----- Input data -----
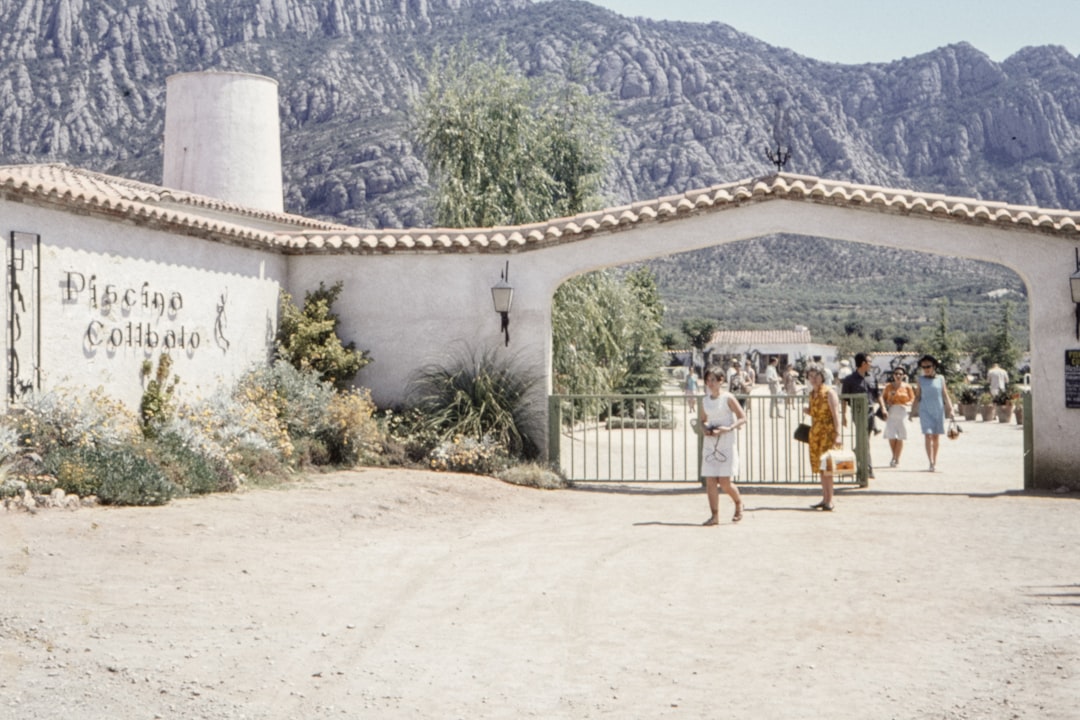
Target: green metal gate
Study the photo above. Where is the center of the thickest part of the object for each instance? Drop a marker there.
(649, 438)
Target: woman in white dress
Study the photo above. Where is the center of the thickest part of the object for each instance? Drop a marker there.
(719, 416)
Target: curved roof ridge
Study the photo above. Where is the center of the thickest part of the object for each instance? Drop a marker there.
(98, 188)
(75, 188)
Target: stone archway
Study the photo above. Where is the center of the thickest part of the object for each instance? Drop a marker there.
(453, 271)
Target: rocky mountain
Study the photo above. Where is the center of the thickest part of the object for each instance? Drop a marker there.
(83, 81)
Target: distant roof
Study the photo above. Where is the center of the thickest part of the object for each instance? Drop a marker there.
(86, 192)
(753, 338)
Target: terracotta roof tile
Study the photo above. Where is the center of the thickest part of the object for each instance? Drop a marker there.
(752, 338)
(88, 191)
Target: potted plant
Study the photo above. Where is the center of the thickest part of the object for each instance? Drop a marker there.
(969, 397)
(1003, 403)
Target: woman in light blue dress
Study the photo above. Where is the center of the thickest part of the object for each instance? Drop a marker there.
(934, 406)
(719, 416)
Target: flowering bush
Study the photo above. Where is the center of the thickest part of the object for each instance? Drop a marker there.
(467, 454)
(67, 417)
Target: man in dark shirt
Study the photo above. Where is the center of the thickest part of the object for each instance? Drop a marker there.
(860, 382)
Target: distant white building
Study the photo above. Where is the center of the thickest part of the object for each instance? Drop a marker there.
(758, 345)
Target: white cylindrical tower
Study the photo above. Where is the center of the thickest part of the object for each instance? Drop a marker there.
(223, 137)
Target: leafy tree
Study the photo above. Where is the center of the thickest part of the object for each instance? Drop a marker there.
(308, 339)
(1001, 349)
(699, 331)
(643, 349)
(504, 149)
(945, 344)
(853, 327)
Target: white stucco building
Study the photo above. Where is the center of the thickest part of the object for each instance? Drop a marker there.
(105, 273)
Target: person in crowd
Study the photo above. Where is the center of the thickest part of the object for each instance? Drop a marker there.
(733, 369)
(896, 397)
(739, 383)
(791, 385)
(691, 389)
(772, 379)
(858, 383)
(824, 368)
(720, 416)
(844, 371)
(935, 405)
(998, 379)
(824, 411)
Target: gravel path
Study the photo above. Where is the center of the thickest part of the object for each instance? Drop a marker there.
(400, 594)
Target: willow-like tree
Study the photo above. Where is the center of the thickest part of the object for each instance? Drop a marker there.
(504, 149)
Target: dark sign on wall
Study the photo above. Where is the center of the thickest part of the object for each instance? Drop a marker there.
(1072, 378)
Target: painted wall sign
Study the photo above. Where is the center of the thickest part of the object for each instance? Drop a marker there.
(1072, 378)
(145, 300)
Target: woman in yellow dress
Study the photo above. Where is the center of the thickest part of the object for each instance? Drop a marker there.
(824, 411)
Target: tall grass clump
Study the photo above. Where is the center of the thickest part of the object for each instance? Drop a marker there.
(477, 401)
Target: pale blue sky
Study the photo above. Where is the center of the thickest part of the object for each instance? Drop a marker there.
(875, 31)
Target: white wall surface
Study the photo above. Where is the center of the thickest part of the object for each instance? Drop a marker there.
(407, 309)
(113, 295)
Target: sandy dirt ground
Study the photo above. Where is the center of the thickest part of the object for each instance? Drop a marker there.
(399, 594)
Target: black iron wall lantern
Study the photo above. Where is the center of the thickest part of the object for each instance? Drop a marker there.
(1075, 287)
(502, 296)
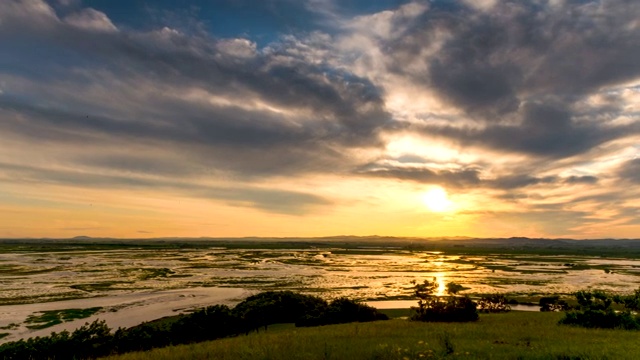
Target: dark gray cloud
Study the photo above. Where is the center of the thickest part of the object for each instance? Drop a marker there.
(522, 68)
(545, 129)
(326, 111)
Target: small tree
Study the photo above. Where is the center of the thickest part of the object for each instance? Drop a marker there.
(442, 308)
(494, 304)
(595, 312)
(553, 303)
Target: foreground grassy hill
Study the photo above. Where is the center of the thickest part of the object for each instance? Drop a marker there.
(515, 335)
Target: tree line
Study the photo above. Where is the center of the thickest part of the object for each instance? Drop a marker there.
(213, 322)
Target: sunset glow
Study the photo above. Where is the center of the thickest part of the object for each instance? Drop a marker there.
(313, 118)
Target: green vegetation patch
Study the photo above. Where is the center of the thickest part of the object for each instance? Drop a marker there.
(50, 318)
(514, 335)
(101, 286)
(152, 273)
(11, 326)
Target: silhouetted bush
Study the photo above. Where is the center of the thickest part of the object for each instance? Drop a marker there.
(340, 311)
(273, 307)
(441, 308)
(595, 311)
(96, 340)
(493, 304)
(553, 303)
-----
----- Input data -----
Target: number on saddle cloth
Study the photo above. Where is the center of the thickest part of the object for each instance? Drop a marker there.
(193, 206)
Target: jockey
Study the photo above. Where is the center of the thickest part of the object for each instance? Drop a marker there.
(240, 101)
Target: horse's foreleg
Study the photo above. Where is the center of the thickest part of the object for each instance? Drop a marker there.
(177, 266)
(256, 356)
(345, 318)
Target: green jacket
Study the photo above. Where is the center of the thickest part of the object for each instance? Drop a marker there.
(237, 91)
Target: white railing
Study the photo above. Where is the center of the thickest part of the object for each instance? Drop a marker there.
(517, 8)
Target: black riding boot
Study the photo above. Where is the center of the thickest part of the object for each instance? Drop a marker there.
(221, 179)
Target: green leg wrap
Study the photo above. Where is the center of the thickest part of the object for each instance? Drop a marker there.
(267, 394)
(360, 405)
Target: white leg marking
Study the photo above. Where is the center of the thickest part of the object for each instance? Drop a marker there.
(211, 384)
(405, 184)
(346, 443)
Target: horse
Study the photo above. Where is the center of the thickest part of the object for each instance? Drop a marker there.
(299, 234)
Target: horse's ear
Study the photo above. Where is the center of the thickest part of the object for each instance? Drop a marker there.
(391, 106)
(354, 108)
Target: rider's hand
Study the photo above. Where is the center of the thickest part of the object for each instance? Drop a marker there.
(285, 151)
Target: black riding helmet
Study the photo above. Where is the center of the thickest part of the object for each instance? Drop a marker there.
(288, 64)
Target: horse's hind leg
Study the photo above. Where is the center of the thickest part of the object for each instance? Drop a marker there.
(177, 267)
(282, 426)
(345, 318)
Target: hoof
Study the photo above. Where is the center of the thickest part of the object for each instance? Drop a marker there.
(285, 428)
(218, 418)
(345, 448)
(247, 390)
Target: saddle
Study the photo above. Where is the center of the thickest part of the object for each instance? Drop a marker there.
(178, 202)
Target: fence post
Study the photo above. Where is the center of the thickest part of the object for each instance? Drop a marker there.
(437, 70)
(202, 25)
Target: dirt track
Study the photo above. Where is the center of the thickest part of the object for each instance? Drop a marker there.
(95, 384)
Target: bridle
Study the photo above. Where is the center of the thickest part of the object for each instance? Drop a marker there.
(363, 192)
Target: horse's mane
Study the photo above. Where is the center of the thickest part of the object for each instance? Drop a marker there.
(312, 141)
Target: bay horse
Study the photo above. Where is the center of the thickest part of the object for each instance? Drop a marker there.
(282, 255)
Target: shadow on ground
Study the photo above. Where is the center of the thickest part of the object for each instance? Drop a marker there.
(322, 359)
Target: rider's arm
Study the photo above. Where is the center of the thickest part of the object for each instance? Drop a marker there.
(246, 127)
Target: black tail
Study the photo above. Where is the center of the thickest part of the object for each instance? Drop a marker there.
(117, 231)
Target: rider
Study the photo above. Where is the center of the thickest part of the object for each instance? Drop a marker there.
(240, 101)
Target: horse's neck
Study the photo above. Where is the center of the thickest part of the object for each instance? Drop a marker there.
-----
Task directions: Show every line of the data above that contains the word "sign". Copy each such line in full.

Exercise response:
Target: dark sign on wall
Target: painted wall sign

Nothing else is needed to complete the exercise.